── Records for the exercise
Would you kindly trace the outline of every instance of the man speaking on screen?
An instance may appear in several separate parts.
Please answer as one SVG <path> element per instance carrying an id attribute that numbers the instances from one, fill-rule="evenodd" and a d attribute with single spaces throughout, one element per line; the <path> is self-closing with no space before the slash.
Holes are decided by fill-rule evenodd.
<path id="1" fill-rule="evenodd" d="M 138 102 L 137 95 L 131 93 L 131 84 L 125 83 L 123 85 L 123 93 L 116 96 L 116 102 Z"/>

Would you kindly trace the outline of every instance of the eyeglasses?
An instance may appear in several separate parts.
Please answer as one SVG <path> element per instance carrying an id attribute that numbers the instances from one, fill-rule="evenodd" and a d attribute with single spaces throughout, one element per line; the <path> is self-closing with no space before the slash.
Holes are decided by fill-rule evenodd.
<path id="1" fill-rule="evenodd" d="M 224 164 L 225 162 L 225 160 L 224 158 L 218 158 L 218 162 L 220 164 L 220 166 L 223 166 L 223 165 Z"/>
────
**The request:**
Copy every entry above word for word, keeping each line as it is.

**Complete response:**
Would you kindly trace the outline of every instance of the man speaking on screen?
An instance may appear in several separate parts.
Please answer as one SVG <path> element per instance carrying an id attribute that numbers the instances from one, fill-rule="evenodd" and a d attribute with single spaces throughout, one element per line; the <path> is self-closing with no space before the slash.
Holes are decided by fill-rule evenodd.
<path id="1" fill-rule="evenodd" d="M 138 102 L 137 95 L 131 93 L 131 84 L 125 83 L 123 85 L 123 93 L 116 96 L 116 102 Z"/>

Would you kindly trace the outline of every instance of the eyeglasses?
An instance may appear in several separate parts.
Please answer as one SVG <path> element per instance carrying an id attribute that numbers the instances from one, fill-rule="evenodd" and a d attribute with single spaces throughout, one element per line; the <path> is self-closing with no space before the slash.
Holes are decided by fill-rule evenodd.
<path id="1" fill-rule="evenodd" d="M 224 164 L 225 162 L 225 160 L 224 158 L 218 158 L 218 162 L 220 164 L 220 166 L 223 166 L 223 165 Z"/>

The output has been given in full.